◆ TAREAS PENDIENTES
A. Transcribe del texto del ejercicio el fragmento que va desde "Para Fernando José" hasta "con el franquismo.".
B. Enumera las personas con las que, según el texto del ejercicio, habría que comparar más bien a Franco.

◆ TEXTO DEL EJERCICIO
▬▬▬▬▬▬
Para Fernando José Carretero, poeta
—Muy poco. Decidida y orillados los obstáculos, lo
pormenores apenas me interesan.
—¿Y eso?
—Son irrelevantes: importa el hecho y algunas
circunstancias.
—Cuéntenos.
—El hecho importa por el valor simbólico: la democracia
española rompe definitivamente con el franquismo.
—A buenas horas…
—Las personas juiciosas hacen lo que quieren cuando pueden:
en eso se apartan de las imprudentes y de los niños malcriados. Hay quien
compara la situación de Franco en España con la de Hitler o Mussolini en sus
países. A este respecto —¿solo a este respecto?— la comparación no es
pertinente: habría que comparar a Franco, más bien, con Stalin, Mao,
Castro, Kim Il-sung...
—¿Y las circunstancias?
—La operación ha resultado impecable. Sin embargo, observo
tres actitudes desconcertantes: la de quienes dicen que el traslado divide a
los españoles —la cuestión lleva tiempo amortizada—; la de quienes siempre
habían clamado por él y ahora se quejan; y la de los hacendosos.
—¿Cómo dice?
—Los hacendosos, los que atienden solo a lo importante: no
irán nunca a los bares, no pisarán la playa, quizá no saluden a los vecinos ni
asistan a las bodas de sus hijos, desde luego no jugarán al dominó ni verán el
fútbol, no leerán poesía…
—¿Por qué?
—Hombre, por eso: solo están en lo importante.
—Hablando de poesía, ¿qué le parece el encuentro de
este año?
—Prescindible. No acudí a lo de Pastor: me lo sabía;
tampoco a lo de Ramiro: Marwan aburre, imagínense los epígonos. Me gustó
Pipirijaina. Benjamín Prado y las poetas de Guadiana no han defraudado.
—Estupendo.
—Quiero decir que continúan en su línea. En el caso de
Prado, lastimosa.
—El pobre…
—El rico: trabaja para la Compañía Nacional de Teatro
Clásico, es tertuliano, publica en buenas editoriales, tiene amigos
influyentes, bolos por toda España, está casado con una azafata…
—¿Cómo lo sabe?
—Lo dijo él.
—¿A qué cuento?
—Benja es poeta cervantino, o sea, de los que
trabajan y se desvelan incansablemente por lograr —o aparentar— la
gracia poética que el cielo les negó; a él le negó, sobre todo, talento
verbal: el único recurso que domina es la enumeración paralelística;
alarga, reitera, estruja las enumeraciones de un modo —insistente, aplicado,
entusiasta: pueril— que sacaría de quicio al mismo Job. Acaso consciente
de la propia inanidad poética, leyó escasos poemas —Dios se lo premie—; por contra,
nos predicó muy bien compuestos y floridos sermones y nos contó la vida: los
sermones, en su punto banal de corrección política; la vida, envidiable. El
jueves estaba muy contento.
▬▬▬▬▬▬
◆ REGISTROS PROPORCIONADOS
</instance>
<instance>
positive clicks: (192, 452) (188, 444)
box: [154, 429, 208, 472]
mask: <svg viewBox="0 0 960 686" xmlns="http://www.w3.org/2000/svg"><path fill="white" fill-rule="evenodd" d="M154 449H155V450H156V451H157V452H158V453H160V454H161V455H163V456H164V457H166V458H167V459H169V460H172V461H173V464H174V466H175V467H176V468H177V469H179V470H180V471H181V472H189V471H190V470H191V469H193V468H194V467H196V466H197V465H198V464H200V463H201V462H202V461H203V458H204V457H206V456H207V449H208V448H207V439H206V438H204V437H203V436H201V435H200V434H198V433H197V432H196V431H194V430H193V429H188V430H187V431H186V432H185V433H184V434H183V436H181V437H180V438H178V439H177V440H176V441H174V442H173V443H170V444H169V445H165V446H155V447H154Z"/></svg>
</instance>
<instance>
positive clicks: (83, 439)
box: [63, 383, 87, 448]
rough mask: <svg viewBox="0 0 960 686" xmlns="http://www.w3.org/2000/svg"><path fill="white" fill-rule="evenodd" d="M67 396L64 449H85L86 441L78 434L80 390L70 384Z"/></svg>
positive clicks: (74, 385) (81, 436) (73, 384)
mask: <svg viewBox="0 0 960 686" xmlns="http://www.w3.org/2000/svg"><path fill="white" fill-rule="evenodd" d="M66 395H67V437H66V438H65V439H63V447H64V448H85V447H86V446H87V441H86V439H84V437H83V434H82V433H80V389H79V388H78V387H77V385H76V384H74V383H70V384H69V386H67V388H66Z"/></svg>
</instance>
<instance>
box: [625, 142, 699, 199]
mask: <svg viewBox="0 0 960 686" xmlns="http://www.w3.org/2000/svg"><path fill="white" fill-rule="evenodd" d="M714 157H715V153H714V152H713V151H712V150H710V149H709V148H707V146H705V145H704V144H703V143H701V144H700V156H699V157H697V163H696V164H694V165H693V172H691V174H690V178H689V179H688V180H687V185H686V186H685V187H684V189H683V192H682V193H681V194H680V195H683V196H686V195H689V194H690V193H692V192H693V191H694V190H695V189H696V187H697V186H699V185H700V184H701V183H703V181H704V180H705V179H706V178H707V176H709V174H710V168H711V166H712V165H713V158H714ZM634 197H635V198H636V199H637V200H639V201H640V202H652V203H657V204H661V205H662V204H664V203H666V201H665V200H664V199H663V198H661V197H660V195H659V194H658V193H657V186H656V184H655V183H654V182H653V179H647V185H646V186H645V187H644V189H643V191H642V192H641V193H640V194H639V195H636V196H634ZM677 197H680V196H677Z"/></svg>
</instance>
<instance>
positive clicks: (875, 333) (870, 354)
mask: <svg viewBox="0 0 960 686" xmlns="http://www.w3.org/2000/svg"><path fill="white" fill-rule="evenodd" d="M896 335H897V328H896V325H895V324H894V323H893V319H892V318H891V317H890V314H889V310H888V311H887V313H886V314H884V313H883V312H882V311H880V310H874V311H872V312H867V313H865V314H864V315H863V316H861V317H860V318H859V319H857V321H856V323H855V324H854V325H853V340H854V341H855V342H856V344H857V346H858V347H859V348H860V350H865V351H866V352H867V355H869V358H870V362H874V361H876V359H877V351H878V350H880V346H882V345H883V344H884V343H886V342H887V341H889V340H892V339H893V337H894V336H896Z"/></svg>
▬▬▬▬▬▬
◆ SOLUCIONES
A.
Para Fernando José Carretero, poeta
—Muy poco. Decidida y orillados los obstáculos, lo
pormenores apenas me interesan.
—¿Y eso?
—Son irrelevantes: importa el hecho y algunas
circunstancias.
—Cuéntenos.
—El hecho importa por el valor simbólico: la democracia
española rompe definitivamente con el franquismo.

B. Stalin, Mao, Castro y Kim Il-sung.